Exercise directions: Transcription task. Write out each entry verbatim and exclude any image.

[Recorded data]
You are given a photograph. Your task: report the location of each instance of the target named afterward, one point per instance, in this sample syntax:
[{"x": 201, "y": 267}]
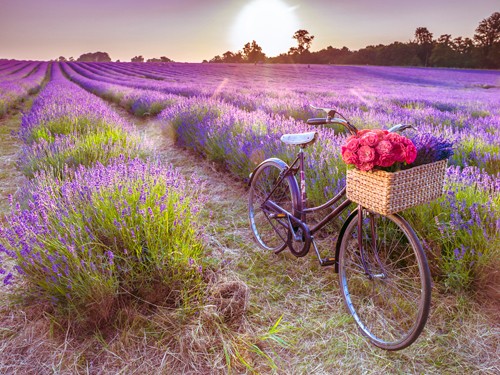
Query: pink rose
[
  {"x": 384, "y": 147},
  {"x": 411, "y": 153},
  {"x": 398, "y": 152},
  {"x": 362, "y": 132},
  {"x": 365, "y": 166},
  {"x": 394, "y": 138},
  {"x": 369, "y": 139},
  {"x": 349, "y": 157},
  {"x": 366, "y": 154},
  {"x": 352, "y": 144}
]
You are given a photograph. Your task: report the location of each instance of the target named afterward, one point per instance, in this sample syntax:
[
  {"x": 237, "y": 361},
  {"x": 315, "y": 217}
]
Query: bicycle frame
[{"x": 303, "y": 210}]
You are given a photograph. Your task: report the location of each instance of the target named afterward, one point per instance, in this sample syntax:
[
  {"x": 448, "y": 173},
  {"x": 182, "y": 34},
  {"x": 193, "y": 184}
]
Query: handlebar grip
[{"x": 317, "y": 121}]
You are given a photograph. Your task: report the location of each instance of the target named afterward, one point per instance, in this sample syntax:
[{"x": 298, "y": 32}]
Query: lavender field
[
  {"x": 86, "y": 218},
  {"x": 235, "y": 114}
]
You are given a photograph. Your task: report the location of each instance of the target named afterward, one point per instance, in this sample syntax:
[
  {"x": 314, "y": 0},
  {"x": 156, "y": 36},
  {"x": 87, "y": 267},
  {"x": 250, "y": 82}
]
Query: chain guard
[{"x": 299, "y": 247}]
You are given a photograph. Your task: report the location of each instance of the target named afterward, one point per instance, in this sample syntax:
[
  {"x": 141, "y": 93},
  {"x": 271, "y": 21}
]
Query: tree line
[{"x": 482, "y": 51}]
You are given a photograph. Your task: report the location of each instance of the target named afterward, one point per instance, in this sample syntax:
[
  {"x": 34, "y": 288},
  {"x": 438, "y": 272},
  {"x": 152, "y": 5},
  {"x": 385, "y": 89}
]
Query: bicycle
[{"x": 383, "y": 272}]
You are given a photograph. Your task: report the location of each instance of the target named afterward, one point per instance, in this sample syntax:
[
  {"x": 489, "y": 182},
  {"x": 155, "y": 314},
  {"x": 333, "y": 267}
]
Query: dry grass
[{"x": 315, "y": 335}]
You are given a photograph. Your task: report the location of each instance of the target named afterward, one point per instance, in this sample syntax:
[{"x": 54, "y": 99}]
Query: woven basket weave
[{"x": 387, "y": 193}]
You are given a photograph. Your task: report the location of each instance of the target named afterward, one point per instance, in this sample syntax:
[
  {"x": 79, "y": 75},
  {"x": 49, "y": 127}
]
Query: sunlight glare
[{"x": 271, "y": 23}]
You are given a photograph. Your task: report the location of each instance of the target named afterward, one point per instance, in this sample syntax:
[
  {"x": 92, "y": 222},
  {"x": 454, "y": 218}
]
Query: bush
[{"x": 127, "y": 229}]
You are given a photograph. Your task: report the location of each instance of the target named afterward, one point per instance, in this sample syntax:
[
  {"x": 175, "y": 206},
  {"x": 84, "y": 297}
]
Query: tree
[
  {"x": 488, "y": 31},
  {"x": 487, "y": 38},
  {"x": 425, "y": 44},
  {"x": 253, "y": 52},
  {"x": 304, "y": 40},
  {"x": 137, "y": 59},
  {"x": 95, "y": 56},
  {"x": 161, "y": 59}
]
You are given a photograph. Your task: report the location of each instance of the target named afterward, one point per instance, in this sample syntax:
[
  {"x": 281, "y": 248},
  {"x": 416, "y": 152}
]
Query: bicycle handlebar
[{"x": 332, "y": 119}]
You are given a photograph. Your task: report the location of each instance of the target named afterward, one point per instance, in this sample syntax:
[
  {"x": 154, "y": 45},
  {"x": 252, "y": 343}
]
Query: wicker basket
[{"x": 387, "y": 193}]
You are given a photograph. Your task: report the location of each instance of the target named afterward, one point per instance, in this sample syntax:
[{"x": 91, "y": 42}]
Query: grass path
[
  {"x": 322, "y": 338},
  {"x": 10, "y": 177}
]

Solution to the exercise:
You are given a photograph. Your task: report the location of each instance of the target named afterward, one point per instance, in this sample syntax:
[{"x": 201, "y": 267}]
Query: pink rose
[
  {"x": 384, "y": 147},
  {"x": 411, "y": 153},
  {"x": 398, "y": 152},
  {"x": 362, "y": 132},
  {"x": 365, "y": 166},
  {"x": 394, "y": 138},
  {"x": 369, "y": 139},
  {"x": 349, "y": 157},
  {"x": 366, "y": 154},
  {"x": 352, "y": 144}
]
You are given a photograph. Your task: report the location of each instance of the target named afterward, one point per instance, in this sample syntax:
[
  {"x": 237, "y": 361},
  {"x": 315, "y": 217}
]
Query: bicycle frame
[{"x": 303, "y": 210}]
You are given a photograph. Your task: report the location of each instance of the target named afterward, one point per instance, in this sample syntax:
[
  {"x": 448, "y": 173},
  {"x": 182, "y": 34},
  {"x": 193, "y": 184}
]
Query: handlebar grip
[{"x": 317, "y": 121}]
You are given a photograph. Your task: report the location of each instance of the target named afterward, one point per instance, in this sample syntax:
[{"x": 298, "y": 32}]
Query: lavender field
[
  {"x": 86, "y": 218},
  {"x": 235, "y": 114}
]
You are given a photograph. Your task: report the location of each instance of the target named afterward, one point per instance, in this sample syntax:
[
  {"x": 314, "y": 0},
  {"x": 156, "y": 36},
  {"x": 87, "y": 267},
  {"x": 250, "y": 82}
]
Query: chain guard
[{"x": 299, "y": 247}]
You are given a photograph. Your task: report the location of each instance of the target named afterward, one point per instance, in this sample syntax:
[
  {"x": 141, "y": 93},
  {"x": 271, "y": 21}
]
Query: tree line
[{"x": 482, "y": 51}]
You are given a photograph. Your task: report the location of each instance of the target named afterward, one point per instance, in this sample syntax:
[
  {"x": 34, "y": 288},
  {"x": 438, "y": 272},
  {"x": 152, "y": 5},
  {"x": 385, "y": 89}
]
Query: bicycle
[{"x": 383, "y": 272}]
You are given a photograph. Your task: report the location of each instance of the target named afterward, one point per instance, in this sample syntax:
[
  {"x": 489, "y": 182},
  {"x": 155, "y": 314},
  {"x": 333, "y": 267}
]
Query: dry grass
[{"x": 315, "y": 335}]
You are given a photograph. Your task: report the location of each instance of the target named afterward, one point per instance, in this sample syntax:
[{"x": 54, "y": 99}]
Query: woven basket weave
[{"x": 387, "y": 193}]
You are given a photograph. Your task: report the location of each instance of the target named afterward, one point per instance, in this sample syntax:
[
  {"x": 79, "y": 75},
  {"x": 49, "y": 127}
]
Query: sunlight glare
[{"x": 271, "y": 23}]
You are given a photograph. Your task: report the location of each instance of the target named afterward, one point per instance, in this sample syntax:
[
  {"x": 92, "y": 222},
  {"x": 454, "y": 218}
]
Query: bush
[{"x": 127, "y": 229}]
You are given a photograph. Your task: report the location of each instance of the target named afterward, one point per instance, in this sample syntax:
[
  {"x": 175, "y": 206},
  {"x": 84, "y": 297}
]
Query: tree
[
  {"x": 488, "y": 31},
  {"x": 487, "y": 38},
  {"x": 425, "y": 44},
  {"x": 253, "y": 52},
  {"x": 304, "y": 40},
  {"x": 137, "y": 59},
  {"x": 95, "y": 56},
  {"x": 161, "y": 59}
]
You are given a photograph. Your task: report the location of each instance of the target named afterward, one point per instance, in this sample syntax:
[
  {"x": 281, "y": 248},
  {"x": 416, "y": 152}
]
Query: bicycle handlebar
[{"x": 332, "y": 119}]
You are given a photograph. Your task: report the location of each instance of the target named afterward, one point per instance, in this sample syntax:
[
  {"x": 154, "y": 45},
  {"x": 252, "y": 343}
]
Query: wicker basket
[{"x": 387, "y": 193}]
You are given a photograph. Your task: report the location of each instance of the target named afterward, one point per instance, in this sample syntax:
[{"x": 91, "y": 42}]
Query: grass path
[
  {"x": 322, "y": 338},
  {"x": 10, "y": 177}
]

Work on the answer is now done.